* Exercise aim *
Copy the lines below verbatim, from the very first line through the line containing "0, 0, 680, 357", with both of those lines included.
:: Data for this task
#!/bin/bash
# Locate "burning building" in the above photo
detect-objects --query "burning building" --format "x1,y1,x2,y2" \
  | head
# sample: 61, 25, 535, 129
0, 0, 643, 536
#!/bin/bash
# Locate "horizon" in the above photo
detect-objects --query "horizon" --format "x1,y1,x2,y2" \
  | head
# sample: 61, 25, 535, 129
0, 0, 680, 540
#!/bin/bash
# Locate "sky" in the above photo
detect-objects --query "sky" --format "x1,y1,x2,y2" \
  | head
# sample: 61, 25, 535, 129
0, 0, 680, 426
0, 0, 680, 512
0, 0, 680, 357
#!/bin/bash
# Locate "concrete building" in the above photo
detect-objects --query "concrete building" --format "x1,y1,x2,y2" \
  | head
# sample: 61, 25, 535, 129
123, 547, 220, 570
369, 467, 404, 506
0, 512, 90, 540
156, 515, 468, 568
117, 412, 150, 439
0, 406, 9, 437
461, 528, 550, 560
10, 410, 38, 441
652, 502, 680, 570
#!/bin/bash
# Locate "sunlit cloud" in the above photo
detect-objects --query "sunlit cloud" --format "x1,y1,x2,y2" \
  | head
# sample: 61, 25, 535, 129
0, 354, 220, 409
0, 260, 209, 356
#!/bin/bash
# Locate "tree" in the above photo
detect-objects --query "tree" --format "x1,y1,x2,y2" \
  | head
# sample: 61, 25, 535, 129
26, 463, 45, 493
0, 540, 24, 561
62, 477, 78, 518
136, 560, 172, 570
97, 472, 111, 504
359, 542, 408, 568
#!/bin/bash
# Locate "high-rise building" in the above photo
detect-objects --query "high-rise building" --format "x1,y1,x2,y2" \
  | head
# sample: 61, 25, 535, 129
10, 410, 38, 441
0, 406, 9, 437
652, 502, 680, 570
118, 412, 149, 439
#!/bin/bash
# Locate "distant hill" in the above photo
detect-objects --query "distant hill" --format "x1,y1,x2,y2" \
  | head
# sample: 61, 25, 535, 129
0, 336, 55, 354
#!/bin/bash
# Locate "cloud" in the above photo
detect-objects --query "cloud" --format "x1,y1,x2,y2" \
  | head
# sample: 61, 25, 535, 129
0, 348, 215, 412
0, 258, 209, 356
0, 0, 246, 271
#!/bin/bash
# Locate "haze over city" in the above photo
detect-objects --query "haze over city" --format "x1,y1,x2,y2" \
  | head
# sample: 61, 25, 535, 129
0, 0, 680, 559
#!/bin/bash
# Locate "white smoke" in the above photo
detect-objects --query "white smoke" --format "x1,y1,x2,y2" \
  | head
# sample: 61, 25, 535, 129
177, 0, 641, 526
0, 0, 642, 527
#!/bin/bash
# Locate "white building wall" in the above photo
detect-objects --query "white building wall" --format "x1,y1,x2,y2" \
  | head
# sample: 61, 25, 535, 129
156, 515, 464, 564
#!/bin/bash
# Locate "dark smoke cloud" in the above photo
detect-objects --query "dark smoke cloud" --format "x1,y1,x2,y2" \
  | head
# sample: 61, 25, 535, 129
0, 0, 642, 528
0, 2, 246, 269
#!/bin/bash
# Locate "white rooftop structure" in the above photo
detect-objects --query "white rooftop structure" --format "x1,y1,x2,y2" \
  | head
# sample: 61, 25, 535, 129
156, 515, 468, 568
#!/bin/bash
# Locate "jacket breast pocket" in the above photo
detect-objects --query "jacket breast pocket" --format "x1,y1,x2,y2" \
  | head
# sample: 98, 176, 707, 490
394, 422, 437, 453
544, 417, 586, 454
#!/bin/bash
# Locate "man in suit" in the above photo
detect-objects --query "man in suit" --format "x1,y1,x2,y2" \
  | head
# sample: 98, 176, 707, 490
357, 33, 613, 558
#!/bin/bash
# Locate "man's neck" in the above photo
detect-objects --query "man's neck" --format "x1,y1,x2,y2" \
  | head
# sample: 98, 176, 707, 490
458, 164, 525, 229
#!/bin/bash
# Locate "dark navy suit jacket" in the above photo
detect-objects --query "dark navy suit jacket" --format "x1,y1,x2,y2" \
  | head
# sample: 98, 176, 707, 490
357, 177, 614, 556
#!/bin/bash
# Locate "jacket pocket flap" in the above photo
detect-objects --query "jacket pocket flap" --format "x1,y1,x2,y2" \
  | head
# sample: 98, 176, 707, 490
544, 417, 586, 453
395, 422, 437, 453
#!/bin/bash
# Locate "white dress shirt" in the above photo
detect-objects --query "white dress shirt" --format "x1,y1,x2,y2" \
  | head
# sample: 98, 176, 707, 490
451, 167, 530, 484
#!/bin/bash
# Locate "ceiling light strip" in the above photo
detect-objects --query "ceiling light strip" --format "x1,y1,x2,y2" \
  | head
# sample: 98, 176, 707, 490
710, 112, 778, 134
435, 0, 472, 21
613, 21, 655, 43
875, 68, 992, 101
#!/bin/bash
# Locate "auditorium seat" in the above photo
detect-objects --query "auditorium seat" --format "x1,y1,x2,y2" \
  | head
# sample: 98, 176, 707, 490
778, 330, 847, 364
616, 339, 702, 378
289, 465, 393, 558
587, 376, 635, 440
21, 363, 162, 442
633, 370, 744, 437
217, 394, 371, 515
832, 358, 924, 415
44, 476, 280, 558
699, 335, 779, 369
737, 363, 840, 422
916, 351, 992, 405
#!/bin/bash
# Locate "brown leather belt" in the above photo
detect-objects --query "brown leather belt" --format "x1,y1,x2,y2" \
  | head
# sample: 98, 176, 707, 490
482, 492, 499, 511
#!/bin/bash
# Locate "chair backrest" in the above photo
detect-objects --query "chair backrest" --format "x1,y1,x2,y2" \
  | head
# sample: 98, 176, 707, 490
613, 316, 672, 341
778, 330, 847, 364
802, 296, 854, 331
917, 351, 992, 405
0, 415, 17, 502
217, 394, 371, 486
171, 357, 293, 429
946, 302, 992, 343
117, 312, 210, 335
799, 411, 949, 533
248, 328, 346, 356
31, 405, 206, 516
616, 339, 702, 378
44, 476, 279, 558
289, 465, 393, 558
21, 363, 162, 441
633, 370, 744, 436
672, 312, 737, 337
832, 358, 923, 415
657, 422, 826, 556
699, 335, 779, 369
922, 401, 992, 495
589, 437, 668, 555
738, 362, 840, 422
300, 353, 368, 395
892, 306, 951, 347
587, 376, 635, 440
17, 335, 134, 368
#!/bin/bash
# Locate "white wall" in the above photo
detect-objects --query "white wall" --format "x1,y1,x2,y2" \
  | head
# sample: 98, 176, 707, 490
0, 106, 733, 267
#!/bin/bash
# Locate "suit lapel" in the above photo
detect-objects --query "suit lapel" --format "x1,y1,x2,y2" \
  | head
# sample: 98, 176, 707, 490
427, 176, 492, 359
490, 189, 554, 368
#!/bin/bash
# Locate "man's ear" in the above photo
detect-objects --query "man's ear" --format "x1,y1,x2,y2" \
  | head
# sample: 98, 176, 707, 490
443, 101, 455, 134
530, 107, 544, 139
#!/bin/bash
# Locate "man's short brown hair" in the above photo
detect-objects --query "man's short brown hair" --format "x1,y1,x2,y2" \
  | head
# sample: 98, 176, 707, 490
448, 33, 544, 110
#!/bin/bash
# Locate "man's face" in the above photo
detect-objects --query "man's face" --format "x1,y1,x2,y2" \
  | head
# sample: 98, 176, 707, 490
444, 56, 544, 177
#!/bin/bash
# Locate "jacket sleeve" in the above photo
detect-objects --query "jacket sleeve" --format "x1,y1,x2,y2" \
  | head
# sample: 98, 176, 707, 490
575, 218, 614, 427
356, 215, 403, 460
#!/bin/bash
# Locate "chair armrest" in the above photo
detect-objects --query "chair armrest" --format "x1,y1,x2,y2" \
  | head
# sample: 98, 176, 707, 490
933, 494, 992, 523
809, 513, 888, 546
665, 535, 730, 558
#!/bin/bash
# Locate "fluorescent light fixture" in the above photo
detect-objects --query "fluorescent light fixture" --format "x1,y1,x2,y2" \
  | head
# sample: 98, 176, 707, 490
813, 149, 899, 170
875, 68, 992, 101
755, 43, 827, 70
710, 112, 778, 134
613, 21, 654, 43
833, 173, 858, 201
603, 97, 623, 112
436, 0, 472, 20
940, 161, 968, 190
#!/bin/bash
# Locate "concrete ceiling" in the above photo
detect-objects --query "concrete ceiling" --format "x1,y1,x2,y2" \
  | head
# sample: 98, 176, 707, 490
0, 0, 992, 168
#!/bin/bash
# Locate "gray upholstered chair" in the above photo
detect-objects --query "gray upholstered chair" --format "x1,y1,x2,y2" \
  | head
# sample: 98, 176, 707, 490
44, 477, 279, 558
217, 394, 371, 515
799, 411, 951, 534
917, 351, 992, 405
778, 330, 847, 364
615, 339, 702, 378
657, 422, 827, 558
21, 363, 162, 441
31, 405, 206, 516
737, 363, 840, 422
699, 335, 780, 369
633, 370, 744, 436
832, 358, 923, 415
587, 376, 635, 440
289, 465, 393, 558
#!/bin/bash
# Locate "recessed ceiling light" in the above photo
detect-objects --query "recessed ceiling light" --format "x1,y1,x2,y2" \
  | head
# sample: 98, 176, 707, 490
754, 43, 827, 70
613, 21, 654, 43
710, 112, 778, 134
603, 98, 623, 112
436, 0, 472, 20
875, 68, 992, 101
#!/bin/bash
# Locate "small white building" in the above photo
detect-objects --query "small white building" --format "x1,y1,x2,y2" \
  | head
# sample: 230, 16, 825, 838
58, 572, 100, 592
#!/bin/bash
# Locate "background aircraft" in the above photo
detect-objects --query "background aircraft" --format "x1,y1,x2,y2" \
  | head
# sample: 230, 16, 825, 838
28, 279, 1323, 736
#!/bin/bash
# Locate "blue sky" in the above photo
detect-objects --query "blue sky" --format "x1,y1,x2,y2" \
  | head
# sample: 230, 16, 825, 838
::::
* Response for this exercise *
#!/bin/bash
# Locate "burning building" in the above photo
detect-objects --query "burning building" --format "x1,y1,x2,y2" \
  | head
# sample: 61, 25, 535, 129
0, 0, 643, 536
#!/bin/bash
# Locate "horizon" in the above photo
detect-objects --query "horizon" --format "x1,y1,x2,y2" \
  | head
# sample: 61, 25, 535, 129
0, 0, 680, 540
#!/bin/bash
# Locate "sky" in the above photo
detect-objects --query "sky" --format "x1,y1,x2,y2" \
  | head
# sample: 61, 25, 535, 129
0, 0, 680, 426
0, 0, 680, 512
0, 0, 680, 357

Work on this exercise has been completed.